■ EXERCISE GOAL: Repeat the listing that follows, character for character, minus the pictures.

■ SOURCE INFORMATION:
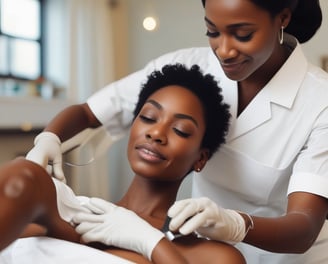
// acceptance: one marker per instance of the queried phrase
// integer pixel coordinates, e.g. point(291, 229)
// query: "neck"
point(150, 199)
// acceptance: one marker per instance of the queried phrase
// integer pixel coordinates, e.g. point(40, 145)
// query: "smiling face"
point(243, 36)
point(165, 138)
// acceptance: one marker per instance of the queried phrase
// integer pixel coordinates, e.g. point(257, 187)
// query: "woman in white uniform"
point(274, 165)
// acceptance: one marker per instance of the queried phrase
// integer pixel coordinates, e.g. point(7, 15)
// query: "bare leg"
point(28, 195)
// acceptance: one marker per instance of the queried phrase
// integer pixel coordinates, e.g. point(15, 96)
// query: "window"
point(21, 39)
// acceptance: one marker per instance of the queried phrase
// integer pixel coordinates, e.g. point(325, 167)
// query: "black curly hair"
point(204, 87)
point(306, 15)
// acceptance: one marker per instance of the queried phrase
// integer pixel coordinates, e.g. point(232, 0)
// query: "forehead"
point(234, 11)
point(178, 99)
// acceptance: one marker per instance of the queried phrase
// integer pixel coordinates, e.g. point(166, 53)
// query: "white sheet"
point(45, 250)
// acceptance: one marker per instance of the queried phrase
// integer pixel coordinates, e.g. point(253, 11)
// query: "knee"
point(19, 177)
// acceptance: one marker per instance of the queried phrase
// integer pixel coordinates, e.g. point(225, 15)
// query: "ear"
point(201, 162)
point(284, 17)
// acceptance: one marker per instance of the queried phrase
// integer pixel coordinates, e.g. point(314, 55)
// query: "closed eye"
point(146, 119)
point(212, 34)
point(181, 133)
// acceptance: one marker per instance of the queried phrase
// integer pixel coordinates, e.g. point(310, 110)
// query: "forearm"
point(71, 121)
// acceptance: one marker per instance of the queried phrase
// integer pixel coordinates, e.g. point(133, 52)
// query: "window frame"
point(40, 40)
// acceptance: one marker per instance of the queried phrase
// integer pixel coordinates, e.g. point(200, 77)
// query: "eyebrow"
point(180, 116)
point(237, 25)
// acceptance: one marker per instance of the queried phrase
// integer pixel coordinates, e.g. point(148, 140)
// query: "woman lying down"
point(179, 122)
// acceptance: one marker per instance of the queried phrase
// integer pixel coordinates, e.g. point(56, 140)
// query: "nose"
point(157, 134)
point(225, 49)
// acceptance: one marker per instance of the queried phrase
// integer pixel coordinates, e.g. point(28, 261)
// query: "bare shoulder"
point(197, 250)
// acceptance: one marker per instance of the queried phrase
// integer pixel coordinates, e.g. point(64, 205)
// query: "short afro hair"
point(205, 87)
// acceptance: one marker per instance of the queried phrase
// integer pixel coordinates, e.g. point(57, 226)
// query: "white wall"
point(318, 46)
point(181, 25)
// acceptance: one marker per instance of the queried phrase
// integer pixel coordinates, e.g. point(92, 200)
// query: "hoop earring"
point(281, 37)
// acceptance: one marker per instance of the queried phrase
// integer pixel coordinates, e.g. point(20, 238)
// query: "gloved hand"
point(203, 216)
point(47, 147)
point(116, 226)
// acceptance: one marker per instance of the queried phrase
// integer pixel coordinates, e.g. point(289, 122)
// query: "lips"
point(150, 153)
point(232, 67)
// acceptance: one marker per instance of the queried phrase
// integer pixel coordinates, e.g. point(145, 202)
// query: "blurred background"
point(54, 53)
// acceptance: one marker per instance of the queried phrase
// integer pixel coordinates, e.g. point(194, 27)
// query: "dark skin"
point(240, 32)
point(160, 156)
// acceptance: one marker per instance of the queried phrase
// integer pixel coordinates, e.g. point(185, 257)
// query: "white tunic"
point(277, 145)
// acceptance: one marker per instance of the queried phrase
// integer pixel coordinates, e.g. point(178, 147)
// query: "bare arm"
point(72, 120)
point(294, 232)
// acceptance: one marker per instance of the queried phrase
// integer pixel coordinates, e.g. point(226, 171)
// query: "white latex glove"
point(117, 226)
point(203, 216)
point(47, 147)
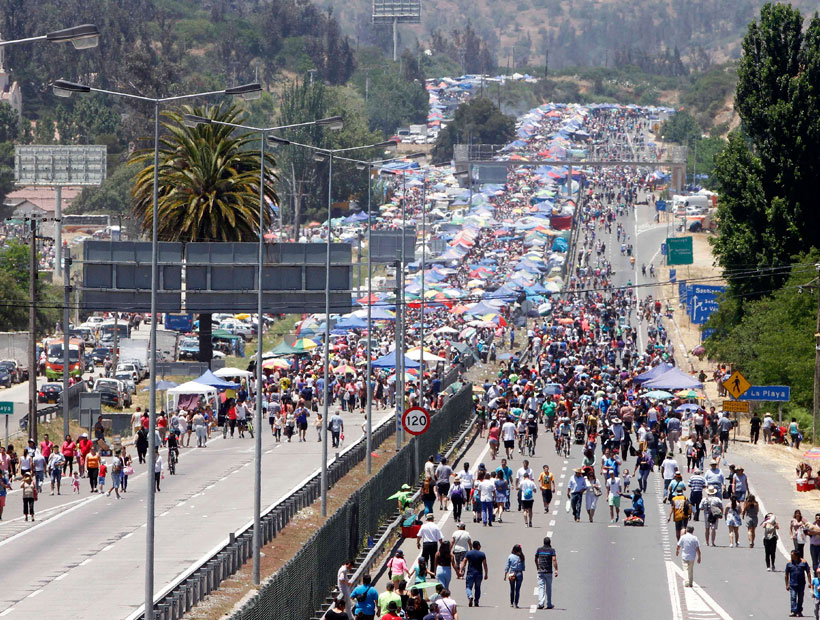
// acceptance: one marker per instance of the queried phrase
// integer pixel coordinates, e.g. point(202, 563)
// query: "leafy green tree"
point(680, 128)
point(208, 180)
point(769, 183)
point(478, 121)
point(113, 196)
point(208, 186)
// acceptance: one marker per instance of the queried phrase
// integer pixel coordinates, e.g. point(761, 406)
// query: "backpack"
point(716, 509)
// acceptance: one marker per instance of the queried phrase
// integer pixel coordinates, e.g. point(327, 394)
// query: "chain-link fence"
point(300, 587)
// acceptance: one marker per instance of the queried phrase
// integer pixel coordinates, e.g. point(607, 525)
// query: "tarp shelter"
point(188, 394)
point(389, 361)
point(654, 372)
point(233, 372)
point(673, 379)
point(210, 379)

■ WORKED SOLUTION:
// acceptance: one marker per instance of the queried phrase
// integer pixel coordinates, e.g. point(291, 229)
// query: "neck"
point(150, 199)
// acceptance: one marker per instance of the queried phrase
// integer pixel coordinates, e.g. point(40, 145)
// query: "smiling face"
point(243, 36)
point(165, 138)
// acceptance: one marker per instance of the queried phrase
// integer pixel coordinates, e.g. point(257, 187)
// query: "woman in white uniform"
point(274, 165)
// acceptance: one marker per instance of the queried phrase
// integer pixel coordinates, e.g. point(7, 15)
// query: "bare leg"
point(28, 195)
// acceptance: one marker per instance of the queried phrase
// integer pixel coordinates, e.g. point(15, 96)
// query: "window"
point(21, 39)
// acceptance: one marker per instance of the queried phrase
// integer pixel coordinates, e.g. point(325, 167)
// query: "black curly hair"
point(204, 87)
point(306, 15)
// acceptance: one marker per instance of the queried phrase
// integer pixel coordinates, e.g. point(232, 0)
// query: "forehead"
point(234, 11)
point(178, 99)
// acceptance: one marker per instance of the queried phrase
// integer pixel coordinates, e.g. point(166, 53)
// query: "white sheet"
point(45, 250)
// acceptance: one marker per instance of the queried phrase
// integer pixel coordinates, e.g. point(253, 11)
// query: "knee"
point(19, 177)
// acceptance: one marker per instance of the queried phrase
// integer pixel coordinates, e.g. point(225, 15)
// query: "ear"
point(201, 162)
point(284, 17)
// acceptance: one marker per instance of the queried phrase
// integer pixel coordinates, e.g. point(314, 55)
// query: "closed eye"
point(146, 119)
point(212, 34)
point(181, 133)
// acceptance: one marker per instance of the queried phrase
// integer pixel coordinates, e.g. point(310, 110)
// query: "forearm"
point(71, 121)
// acceptance: one marker per instance of the queried phrase
// integer pixel coordinates, e.g. point(133, 52)
// query: "window frame"
point(40, 40)
// acceptance: one marker per instance of the queried phrase
// integer pixel coordinates, e.g. point(200, 77)
// query: "eyebrow"
point(180, 116)
point(237, 25)
// acceptance: one marker per instance of the queried phrase
// integer pixel coordinates, e.g. point(148, 140)
// query: "woman lying down"
point(179, 122)
// acceptance: one marker per instance of the queried phrase
// integer pixel coordinates, e.g. point(56, 140)
// query: "nose"
point(157, 134)
point(225, 49)
// acceptance: one marker per instance of the queried phrase
// integer pixel coordinates, e.g. point(28, 261)
// query: "bare shoulder"
point(197, 250)
// acceptance: one marker per instance of the queried phrase
// integer pixel coordinates, e.g. point(64, 205)
// query: "short afro hair"
point(205, 87)
// acceptance: one marker per instance of the queried phrase
// integer pixel coordinates, e.g. point(57, 226)
// query: "white wall"
point(318, 46)
point(181, 25)
// acceptance: one marker per instance of the queried phrase
// integer pixel coordinates, e.g. point(92, 200)
// query: "hoop earring"
point(281, 37)
// acceptance: one marker per instance of the queried phrase
// integer pixel coordinates, e.g. point(20, 238)
// query: "gloved hand"
point(203, 216)
point(47, 147)
point(116, 226)
// acceptance: one marker per instance of the queried phrase
// integer pixel coordinates, e.g. point(289, 122)
// query: "lips"
point(150, 153)
point(232, 67)
// acceptance: one marker per instance of the queried phrase
// integer pixel coordinates, e.g. point(145, 202)
// query: "blurred background"
point(54, 53)
// acceptance: one marker per instance of the queried phrase
// integer pixel coordinates, e.g. point(194, 27)
// query: "dark skin"
point(240, 32)
point(160, 156)
// acceptance: one marker per instance of the queried phrase
// integer pixel coordinates, e.g. point(185, 257)
// query: "white tunic"
point(277, 145)
// acceptance: one marker per instance of the queried phrase
// integer pixel coordinates, e.g. point(178, 147)
// query: "bare arm"
point(72, 120)
point(294, 232)
// acceptance: one marker per instance of the queried phrase
// integer pixel coordinates, e.g. point(226, 171)
// query: "white latex glove"
point(117, 226)
point(203, 216)
point(47, 147)
// acceptance: one marker per instance of the queried phrase
// integer pixel coordinates, e.g. point(202, 563)
// query: "leafy green tree"
point(680, 128)
point(208, 180)
point(769, 183)
point(478, 121)
point(113, 196)
point(208, 186)
// acceptance: one marker per instance of the queried phrase
// integer pixel coordinates, e.g. point(761, 406)
// query: "backpack"
point(716, 509)
// acceptance: one marker per instance of the queried phrase
// integer pixel coordinates, e.g. point(327, 394)
// query: "chain-link fence"
point(300, 587)
// acceptance: one marker per instance of the queried phrase
// integer pixel coordinates, e.g. point(607, 525)
// query: "tarp shelter"
point(188, 394)
point(389, 361)
point(654, 372)
point(233, 372)
point(673, 379)
point(210, 379)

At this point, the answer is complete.